** Opening Data supplied block **

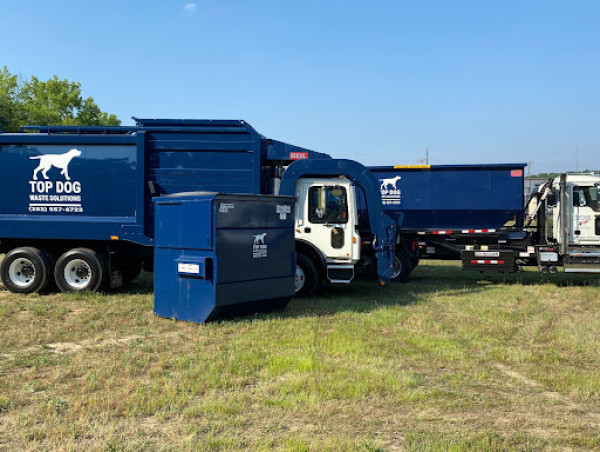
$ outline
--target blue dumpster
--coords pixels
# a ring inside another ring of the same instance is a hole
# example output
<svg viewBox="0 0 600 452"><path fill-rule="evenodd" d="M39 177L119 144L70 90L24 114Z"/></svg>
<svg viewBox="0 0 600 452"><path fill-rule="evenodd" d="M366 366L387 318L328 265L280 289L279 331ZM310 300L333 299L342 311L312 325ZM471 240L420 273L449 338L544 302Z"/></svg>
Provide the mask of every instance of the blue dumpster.
<svg viewBox="0 0 600 452"><path fill-rule="evenodd" d="M183 193L155 200L154 313L206 322L294 295L294 198Z"/></svg>

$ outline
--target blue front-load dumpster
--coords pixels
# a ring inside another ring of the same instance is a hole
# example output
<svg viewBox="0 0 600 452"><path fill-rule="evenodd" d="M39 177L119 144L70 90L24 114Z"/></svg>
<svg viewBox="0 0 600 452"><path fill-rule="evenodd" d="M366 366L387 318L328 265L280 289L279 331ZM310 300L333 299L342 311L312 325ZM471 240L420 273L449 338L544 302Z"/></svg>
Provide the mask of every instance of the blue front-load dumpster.
<svg viewBox="0 0 600 452"><path fill-rule="evenodd" d="M294 198L158 198L154 313L206 322L285 307L294 295Z"/></svg>

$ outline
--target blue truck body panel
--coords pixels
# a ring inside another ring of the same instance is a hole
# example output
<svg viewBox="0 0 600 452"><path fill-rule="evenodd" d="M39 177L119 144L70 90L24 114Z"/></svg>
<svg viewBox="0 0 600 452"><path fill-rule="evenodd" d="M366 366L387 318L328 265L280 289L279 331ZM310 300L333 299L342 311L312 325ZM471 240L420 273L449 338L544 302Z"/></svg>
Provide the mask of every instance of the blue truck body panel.
<svg viewBox="0 0 600 452"><path fill-rule="evenodd" d="M404 214L404 230L523 226L525 163L371 167L384 211ZM361 208L364 203L361 202Z"/></svg>
<svg viewBox="0 0 600 452"><path fill-rule="evenodd" d="M0 134L0 241L118 237L151 245L155 196L271 193L277 166L330 158L267 139L244 121L136 121Z"/></svg>

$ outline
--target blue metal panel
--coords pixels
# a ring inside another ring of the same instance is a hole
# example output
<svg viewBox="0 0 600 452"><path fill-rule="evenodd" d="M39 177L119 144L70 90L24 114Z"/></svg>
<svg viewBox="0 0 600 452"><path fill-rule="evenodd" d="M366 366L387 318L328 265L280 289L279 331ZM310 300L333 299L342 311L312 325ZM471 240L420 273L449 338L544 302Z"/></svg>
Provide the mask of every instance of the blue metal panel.
<svg viewBox="0 0 600 452"><path fill-rule="evenodd" d="M166 198L157 200L156 243L161 247L213 249L213 198Z"/></svg>
<svg viewBox="0 0 600 452"><path fill-rule="evenodd" d="M137 221L137 162L133 145L3 144L0 237L120 235Z"/></svg>
<svg viewBox="0 0 600 452"><path fill-rule="evenodd" d="M311 151L277 140L267 140L267 158L269 160L294 161L303 159L330 159L331 156Z"/></svg>
<svg viewBox="0 0 600 452"><path fill-rule="evenodd" d="M387 212L404 229L498 229L523 221L524 163L370 168Z"/></svg>
<svg viewBox="0 0 600 452"><path fill-rule="evenodd" d="M160 122L153 122L146 140L146 177L155 185L156 195L261 193L261 137L245 122L225 121L225 127L218 129L215 122L202 128L203 121L188 121L196 130L192 133L157 131L154 127L164 120L156 121ZM145 214L146 231L152 235L154 209L150 204Z"/></svg>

** Closing Data supplied block **

◆ Work instructions ◆
Which of the lines above mention the word "target"? Pull those lines out.

◆ Exercise answer ◆
--target blue dumpster
--target blue front-load dumpster
--target blue truck body panel
--target blue metal panel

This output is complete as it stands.